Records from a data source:
....................

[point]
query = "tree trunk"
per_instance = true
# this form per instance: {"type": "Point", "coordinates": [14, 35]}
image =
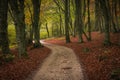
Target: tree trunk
{"type": "Point", "coordinates": [18, 12]}
{"type": "Point", "coordinates": [78, 18]}
{"type": "Point", "coordinates": [4, 26]}
{"type": "Point", "coordinates": [89, 24]}
{"type": "Point", "coordinates": [47, 30]}
{"type": "Point", "coordinates": [67, 22]}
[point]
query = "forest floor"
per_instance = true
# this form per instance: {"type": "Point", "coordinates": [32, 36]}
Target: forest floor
{"type": "Point", "coordinates": [19, 69]}
{"type": "Point", "coordinates": [100, 62]}
{"type": "Point", "coordinates": [62, 64]}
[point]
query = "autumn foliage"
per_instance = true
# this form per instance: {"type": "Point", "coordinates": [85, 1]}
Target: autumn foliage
{"type": "Point", "coordinates": [98, 61]}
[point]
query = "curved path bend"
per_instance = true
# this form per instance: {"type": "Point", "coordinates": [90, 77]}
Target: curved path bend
{"type": "Point", "coordinates": [61, 64]}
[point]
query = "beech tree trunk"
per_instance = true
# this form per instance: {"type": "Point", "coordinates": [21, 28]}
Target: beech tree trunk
{"type": "Point", "coordinates": [36, 18]}
{"type": "Point", "coordinates": [4, 41]}
{"type": "Point", "coordinates": [78, 19]}
{"type": "Point", "coordinates": [106, 15]}
{"type": "Point", "coordinates": [67, 21]}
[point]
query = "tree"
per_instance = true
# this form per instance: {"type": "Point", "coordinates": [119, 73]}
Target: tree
{"type": "Point", "coordinates": [106, 15]}
{"type": "Point", "coordinates": [36, 18]}
{"type": "Point", "coordinates": [89, 24]}
{"type": "Point", "coordinates": [17, 8]}
{"type": "Point", "coordinates": [66, 22]}
{"type": "Point", "coordinates": [4, 26]}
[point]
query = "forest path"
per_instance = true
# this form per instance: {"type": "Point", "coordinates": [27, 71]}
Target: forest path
{"type": "Point", "coordinates": [61, 64]}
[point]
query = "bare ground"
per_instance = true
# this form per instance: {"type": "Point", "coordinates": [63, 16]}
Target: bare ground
{"type": "Point", "coordinates": [62, 64]}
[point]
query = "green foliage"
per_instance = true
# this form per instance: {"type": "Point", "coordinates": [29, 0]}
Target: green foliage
{"type": "Point", "coordinates": [85, 50]}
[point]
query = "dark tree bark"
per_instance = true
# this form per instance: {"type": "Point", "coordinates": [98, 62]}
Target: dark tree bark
{"type": "Point", "coordinates": [36, 18]}
{"type": "Point", "coordinates": [106, 15]}
{"type": "Point", "coordinates": [17, 7]}
{"type": "Point", "coordinates": [78, 19]}
{"type": "Point", "coordinates": [47, 30]}
{"type": "Point", "coordinates": [67, 21]}
{"type": "Point", "coordinates": [4, 42]}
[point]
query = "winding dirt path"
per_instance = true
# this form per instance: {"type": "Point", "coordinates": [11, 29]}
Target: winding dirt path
{"type": "Point", "coordinates": [62, 64]}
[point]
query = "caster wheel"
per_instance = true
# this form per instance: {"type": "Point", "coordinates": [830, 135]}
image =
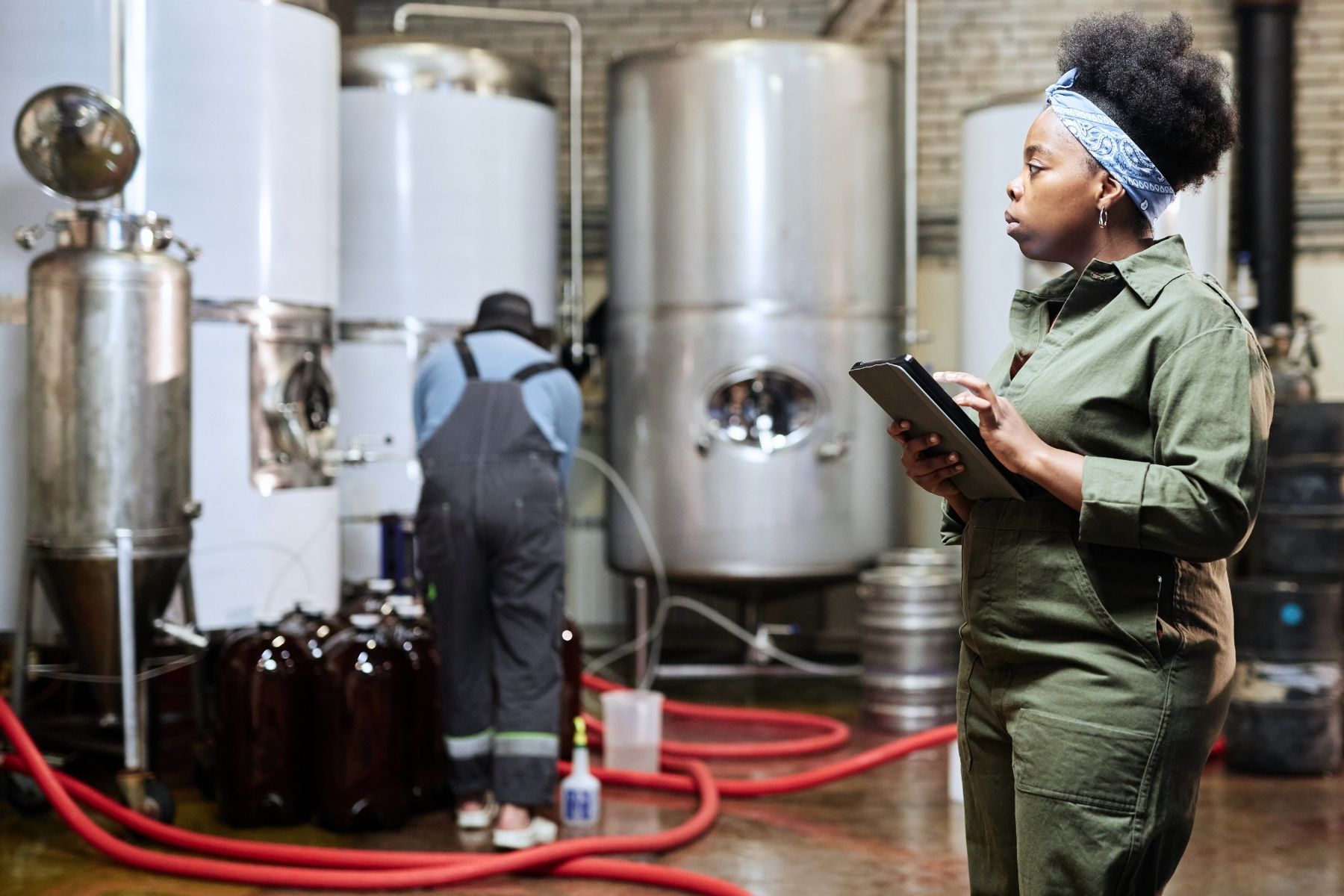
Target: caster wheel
{"type": "Point", "coordinates": [159, 802]}
{"type": "Point", "coordinates": [155, 800]}
{"type": "Point", "coordinates": [22, 793]}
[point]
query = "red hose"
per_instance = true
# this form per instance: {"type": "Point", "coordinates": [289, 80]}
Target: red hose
{"type": "Point", "coordinates": [332, 868]}
{"type": "Point", "coordinates": [394, 871]}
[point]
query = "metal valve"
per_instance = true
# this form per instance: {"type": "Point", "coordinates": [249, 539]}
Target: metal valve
{"type": "Point", "coordinates": [28, 237]}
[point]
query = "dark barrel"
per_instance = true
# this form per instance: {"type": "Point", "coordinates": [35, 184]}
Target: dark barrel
{"type": "Point", "coordinates": [1287, 715]}
{"type": "Point", "coordinates": [265, 689]}
{"type": "Point", "coordinates": [1300, 528]}
{"type": "Point", "coordinates": [363, 704]}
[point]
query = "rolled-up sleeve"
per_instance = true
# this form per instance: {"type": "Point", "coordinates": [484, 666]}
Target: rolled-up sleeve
{"type": "Point", "coordinates": [1211, 403]}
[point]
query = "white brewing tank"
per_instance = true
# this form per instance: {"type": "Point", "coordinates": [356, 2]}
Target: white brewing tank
{"type": "Point", "coordinates": [992, 267]}
{"type": "Point", "coordinates": [235, 107]}
{"type": "Point", "coordinates": [754, 237]}
{"type": "Point", "coordinates": [448, 193]}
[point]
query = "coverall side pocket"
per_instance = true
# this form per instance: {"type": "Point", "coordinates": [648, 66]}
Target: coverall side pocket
{"type": "Point", "coordinates": [1122, 597]}
{"type": "Point", "coordinates": [1080, 762]}
{"type": "Point", "coordinates": [964, 671]}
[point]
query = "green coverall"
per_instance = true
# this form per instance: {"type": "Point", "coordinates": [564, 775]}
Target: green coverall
{"type": "Point", "coordinates": [1097, 653]}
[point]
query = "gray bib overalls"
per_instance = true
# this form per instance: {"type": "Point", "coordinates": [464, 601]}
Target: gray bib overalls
{"type": "Point", "coordinates": [491, 538]}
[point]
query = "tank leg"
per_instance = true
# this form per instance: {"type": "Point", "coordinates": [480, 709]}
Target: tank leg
{"type": "Point", "coordinates": [640, 586]}
{"type": "Point", "coordinates": [132, 719]}
{"type": "Point", "coordinates": [22, 635]}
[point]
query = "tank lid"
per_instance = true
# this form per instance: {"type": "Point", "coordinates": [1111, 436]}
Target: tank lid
{"type": "Point", "coordinates": [754, 40]}
{"type": "Point", "coordinates": [104, 227]}
{"type": "Point", "coordinates": [406, 65]}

....................

* _Exercise prompt_: Locate every line in the items above that contains the string "pocket" and copy each one. Case counts.

* _The answer_:
query = "coverall side pocket"
Target: coverall side pocket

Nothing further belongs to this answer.